[Start of Extracted entries]

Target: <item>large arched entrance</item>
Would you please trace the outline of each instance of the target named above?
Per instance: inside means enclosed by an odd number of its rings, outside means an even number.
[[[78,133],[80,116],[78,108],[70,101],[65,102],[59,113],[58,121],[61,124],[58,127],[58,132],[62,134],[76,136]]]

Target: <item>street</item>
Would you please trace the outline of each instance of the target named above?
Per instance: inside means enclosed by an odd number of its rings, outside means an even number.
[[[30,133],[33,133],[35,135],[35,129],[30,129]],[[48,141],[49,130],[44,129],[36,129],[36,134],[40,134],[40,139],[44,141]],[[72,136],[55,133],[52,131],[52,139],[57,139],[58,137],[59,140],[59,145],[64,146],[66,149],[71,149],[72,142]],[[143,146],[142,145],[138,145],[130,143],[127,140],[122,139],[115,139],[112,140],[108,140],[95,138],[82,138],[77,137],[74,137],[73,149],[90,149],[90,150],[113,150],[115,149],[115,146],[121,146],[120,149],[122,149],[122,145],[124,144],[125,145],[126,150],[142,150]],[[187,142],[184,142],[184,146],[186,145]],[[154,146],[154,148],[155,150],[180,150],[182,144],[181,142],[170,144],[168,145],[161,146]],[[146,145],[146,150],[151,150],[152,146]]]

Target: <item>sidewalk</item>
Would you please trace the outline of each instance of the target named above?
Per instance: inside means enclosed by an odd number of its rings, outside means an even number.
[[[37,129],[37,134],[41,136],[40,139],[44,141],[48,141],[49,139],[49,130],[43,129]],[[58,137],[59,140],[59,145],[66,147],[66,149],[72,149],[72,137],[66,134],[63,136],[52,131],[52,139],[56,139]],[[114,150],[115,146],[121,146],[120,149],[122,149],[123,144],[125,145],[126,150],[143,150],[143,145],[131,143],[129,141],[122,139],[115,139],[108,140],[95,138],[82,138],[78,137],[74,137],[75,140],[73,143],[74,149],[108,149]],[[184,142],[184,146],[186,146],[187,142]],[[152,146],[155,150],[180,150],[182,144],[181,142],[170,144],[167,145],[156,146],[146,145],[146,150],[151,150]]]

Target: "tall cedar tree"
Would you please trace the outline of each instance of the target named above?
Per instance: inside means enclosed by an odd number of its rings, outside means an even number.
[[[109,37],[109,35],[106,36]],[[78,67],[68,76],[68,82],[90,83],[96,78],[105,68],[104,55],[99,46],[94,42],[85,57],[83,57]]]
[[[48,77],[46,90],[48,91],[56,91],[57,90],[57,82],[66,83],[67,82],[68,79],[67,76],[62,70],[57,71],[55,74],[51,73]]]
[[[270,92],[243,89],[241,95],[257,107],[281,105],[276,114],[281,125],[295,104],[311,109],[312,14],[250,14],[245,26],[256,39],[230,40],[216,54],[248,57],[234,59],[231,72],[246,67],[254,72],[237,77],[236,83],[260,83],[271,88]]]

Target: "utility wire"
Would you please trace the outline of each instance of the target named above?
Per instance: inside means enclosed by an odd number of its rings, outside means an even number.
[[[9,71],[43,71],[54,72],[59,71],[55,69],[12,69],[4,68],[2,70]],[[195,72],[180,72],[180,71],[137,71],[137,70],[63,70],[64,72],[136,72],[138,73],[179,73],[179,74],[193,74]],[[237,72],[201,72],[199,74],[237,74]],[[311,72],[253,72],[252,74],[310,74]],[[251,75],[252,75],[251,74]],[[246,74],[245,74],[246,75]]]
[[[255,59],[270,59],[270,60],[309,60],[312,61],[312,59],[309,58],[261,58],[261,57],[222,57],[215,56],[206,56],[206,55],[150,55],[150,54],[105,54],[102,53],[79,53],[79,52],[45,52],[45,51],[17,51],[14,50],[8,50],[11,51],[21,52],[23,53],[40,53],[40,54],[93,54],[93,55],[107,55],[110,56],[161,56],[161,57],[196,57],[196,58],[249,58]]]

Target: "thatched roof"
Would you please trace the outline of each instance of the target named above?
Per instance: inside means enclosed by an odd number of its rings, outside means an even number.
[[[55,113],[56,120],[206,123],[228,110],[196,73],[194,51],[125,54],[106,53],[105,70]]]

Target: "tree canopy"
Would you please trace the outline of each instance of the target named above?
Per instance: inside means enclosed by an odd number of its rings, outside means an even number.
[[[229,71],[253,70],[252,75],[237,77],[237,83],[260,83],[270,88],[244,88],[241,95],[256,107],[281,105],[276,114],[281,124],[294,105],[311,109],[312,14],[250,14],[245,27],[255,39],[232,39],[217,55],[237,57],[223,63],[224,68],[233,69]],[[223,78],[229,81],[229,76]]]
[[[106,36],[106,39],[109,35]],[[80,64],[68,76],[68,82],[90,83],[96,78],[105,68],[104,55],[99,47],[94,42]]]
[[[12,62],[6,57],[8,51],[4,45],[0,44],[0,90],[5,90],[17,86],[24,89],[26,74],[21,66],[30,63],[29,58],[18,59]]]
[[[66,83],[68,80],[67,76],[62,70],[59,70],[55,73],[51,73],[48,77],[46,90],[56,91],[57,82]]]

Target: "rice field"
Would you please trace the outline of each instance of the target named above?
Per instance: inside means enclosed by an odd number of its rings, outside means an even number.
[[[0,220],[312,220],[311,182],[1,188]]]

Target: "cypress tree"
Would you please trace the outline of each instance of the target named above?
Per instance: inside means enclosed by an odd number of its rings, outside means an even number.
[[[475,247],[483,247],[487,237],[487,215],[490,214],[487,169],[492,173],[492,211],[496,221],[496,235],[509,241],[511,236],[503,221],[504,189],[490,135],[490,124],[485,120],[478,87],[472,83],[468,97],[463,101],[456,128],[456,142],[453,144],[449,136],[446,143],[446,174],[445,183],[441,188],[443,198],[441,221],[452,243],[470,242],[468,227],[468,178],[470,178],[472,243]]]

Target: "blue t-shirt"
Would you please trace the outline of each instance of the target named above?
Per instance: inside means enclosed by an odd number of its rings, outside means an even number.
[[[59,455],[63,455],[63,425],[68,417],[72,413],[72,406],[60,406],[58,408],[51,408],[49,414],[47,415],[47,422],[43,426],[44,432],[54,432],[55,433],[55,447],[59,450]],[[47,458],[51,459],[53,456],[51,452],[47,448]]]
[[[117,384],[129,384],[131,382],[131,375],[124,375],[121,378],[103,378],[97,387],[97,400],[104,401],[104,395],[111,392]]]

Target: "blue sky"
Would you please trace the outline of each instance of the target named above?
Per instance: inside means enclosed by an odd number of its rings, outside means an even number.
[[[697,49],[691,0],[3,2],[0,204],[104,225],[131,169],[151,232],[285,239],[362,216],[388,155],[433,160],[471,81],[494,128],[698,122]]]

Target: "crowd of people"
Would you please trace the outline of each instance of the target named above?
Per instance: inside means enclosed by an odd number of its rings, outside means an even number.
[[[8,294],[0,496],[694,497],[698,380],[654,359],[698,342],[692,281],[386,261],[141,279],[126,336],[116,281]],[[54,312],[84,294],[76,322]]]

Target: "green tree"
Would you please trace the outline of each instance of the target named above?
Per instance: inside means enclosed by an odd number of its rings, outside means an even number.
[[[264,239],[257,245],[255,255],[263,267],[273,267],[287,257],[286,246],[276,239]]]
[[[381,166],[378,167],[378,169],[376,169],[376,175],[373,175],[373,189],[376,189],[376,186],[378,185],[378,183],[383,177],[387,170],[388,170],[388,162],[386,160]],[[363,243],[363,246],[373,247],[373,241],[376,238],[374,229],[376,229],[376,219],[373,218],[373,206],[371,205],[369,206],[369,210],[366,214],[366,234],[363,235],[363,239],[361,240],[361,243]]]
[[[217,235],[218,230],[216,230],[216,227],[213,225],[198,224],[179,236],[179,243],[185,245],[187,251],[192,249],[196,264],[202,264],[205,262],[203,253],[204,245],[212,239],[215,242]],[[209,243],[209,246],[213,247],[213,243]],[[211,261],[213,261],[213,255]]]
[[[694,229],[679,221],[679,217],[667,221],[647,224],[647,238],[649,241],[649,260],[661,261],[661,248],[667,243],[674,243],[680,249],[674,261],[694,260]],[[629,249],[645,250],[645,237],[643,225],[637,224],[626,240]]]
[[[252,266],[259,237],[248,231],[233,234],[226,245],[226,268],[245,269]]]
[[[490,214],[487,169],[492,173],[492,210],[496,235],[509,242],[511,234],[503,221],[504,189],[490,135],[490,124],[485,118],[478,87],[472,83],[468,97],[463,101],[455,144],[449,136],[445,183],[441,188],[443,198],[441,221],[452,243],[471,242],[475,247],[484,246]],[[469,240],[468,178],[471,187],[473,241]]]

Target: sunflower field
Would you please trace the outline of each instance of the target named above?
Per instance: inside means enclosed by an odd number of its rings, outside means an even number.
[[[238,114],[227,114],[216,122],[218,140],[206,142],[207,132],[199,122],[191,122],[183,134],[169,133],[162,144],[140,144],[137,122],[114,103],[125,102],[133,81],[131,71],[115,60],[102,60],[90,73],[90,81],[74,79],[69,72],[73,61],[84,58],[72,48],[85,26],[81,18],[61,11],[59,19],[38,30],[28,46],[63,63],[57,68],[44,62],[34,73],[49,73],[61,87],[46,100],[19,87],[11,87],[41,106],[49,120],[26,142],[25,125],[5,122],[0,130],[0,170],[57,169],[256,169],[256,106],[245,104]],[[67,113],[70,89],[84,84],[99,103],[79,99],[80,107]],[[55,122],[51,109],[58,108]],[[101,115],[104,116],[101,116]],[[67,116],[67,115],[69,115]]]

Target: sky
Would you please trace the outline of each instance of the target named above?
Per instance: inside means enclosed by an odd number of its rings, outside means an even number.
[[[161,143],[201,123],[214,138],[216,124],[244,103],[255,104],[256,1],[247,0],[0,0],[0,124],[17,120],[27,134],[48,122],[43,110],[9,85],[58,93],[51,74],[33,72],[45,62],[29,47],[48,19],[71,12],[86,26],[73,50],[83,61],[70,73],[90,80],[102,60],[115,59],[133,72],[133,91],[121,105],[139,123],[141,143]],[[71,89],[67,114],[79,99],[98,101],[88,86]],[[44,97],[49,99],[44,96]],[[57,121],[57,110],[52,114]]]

[End of Extracted entries]

Task to complete.
Show every line of the entries above that contains the string "field", treating uppercase and lowercase letters as distinct.

Completed exercise.
Target: "rice field"
Target: sunflower field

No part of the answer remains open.